Segment Open
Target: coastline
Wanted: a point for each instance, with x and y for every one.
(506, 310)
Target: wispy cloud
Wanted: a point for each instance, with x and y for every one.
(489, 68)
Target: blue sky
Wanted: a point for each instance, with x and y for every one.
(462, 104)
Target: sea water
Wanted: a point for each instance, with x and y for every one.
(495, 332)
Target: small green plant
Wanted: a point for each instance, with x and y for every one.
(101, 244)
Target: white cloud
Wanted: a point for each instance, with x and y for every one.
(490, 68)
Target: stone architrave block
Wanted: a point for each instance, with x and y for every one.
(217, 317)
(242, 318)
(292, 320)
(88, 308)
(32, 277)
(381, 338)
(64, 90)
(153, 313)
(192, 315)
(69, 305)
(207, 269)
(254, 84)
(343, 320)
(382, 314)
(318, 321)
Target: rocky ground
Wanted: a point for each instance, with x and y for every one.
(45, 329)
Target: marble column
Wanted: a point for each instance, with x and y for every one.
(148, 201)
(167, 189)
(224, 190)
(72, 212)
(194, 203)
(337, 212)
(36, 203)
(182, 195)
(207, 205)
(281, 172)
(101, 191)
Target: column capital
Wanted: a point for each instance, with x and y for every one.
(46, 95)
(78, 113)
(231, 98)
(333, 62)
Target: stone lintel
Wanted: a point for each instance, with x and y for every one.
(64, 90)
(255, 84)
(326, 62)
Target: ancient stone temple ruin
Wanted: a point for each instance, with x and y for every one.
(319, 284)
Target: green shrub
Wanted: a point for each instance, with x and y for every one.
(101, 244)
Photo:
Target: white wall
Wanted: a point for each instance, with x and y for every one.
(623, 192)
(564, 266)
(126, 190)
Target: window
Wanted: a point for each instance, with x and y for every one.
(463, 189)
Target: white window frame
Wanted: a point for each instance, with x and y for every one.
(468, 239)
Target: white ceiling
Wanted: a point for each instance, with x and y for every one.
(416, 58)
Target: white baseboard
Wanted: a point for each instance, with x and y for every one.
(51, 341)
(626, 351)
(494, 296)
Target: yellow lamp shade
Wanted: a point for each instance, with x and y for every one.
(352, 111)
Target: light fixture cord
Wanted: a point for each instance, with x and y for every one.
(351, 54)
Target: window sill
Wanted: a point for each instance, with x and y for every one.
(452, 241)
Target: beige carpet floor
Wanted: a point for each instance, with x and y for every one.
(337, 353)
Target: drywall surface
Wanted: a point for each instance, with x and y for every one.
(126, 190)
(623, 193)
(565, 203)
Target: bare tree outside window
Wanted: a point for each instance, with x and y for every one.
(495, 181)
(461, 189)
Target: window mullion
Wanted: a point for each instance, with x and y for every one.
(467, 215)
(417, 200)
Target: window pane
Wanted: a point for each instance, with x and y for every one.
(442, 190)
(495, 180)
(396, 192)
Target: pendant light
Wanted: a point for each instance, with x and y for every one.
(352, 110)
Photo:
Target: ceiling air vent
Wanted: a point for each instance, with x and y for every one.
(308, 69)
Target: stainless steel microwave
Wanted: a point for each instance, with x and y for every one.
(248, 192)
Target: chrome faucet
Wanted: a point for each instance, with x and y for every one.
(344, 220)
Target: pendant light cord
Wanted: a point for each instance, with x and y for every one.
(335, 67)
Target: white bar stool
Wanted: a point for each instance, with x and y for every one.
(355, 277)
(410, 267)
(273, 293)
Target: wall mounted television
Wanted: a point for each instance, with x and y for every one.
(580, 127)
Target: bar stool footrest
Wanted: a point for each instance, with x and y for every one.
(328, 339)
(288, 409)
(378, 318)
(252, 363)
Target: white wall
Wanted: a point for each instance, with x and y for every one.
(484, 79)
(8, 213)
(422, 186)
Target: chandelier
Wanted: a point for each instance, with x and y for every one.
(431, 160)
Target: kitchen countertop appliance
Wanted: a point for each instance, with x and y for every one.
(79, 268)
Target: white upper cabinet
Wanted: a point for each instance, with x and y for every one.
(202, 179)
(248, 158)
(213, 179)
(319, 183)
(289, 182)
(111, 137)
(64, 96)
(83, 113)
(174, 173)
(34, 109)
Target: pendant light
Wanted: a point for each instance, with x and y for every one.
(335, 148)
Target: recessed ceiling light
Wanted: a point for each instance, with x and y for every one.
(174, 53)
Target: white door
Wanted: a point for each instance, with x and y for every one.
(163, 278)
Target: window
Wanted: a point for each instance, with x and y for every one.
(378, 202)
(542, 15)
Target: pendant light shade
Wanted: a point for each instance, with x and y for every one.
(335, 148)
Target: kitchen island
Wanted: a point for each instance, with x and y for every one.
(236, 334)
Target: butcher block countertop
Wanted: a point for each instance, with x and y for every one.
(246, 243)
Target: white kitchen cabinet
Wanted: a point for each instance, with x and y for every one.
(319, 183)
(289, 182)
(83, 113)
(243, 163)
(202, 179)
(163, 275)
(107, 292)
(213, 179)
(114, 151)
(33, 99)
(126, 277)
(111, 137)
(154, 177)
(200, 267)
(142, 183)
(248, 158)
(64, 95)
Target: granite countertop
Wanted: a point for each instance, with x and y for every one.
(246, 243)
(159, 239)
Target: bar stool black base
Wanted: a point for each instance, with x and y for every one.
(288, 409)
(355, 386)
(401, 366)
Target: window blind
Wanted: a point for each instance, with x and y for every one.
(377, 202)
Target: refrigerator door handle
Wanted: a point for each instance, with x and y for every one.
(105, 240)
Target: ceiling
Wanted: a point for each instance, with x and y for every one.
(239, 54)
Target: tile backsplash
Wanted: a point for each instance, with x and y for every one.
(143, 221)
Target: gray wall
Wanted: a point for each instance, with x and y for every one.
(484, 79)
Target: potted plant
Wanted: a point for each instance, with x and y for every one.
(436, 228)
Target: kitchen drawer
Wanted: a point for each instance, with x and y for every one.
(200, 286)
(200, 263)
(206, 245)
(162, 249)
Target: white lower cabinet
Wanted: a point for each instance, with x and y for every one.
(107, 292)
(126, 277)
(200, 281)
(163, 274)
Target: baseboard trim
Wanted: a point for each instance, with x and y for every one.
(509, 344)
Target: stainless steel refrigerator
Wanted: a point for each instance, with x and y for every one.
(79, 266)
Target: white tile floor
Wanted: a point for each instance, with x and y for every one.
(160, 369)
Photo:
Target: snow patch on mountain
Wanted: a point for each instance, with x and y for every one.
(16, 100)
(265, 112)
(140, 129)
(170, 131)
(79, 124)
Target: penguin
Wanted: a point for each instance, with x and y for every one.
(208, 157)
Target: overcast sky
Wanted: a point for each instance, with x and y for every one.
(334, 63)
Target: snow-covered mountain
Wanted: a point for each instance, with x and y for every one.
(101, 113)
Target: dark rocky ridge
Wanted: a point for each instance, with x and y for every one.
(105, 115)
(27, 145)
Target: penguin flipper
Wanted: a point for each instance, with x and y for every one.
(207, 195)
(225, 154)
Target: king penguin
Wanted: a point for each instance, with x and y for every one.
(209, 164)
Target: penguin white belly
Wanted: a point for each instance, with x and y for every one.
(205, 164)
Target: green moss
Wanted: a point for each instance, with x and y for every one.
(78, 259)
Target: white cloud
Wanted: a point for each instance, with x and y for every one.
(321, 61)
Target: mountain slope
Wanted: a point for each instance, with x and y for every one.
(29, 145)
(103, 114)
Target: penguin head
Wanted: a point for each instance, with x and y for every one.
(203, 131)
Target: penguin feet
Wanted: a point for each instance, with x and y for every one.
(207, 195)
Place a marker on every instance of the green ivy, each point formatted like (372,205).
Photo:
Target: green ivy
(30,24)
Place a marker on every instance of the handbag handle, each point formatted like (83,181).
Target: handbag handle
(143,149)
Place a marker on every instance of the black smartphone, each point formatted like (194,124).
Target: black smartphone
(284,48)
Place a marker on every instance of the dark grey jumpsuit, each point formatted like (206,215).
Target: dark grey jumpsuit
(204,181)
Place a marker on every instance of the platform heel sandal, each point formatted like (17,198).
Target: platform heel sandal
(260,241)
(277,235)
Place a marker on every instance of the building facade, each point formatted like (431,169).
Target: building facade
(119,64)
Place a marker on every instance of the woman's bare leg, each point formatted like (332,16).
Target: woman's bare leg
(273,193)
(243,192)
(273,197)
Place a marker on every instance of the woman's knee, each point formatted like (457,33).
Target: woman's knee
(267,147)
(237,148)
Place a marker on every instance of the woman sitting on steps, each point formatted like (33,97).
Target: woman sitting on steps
Segment Closed
-- TASK PROMPT --
Reproduce the final stretch of the data above: every line from the one holding "Target: black smartphone" through the end, inclusive, exactly as written and nothing else.

-- ANSWER BELOW --
Target: black smartphone
(284,48)
Place a marker on every instance of the dark grey jumpsuit, each point formatted like (206,215).
Target: dark grey jumpsuit
(204,181)
Place a marker on every instance of the platform heel sandal, each point formatted like (17,198).
Target: platform heel sandal
(260,241)
(277,235)
Place a marker on every instance of the building facade, each point formatted like (431,169).
Target: building facade
(119,64)
Place a marker on every instance of the woman's bare leg, each point formatted like (332,16).
Target: woman's bare leg
(273,193)
(243,192)
(273,197)
Place a marker on every instance of the woman's knee, each point formatted like (457,33).
Target: woman's knee
(267,147)
(237,148)
Place a marker on every instance of the woman sitting on steps, each point formatted like (33,97).
Target: woman sitting on steps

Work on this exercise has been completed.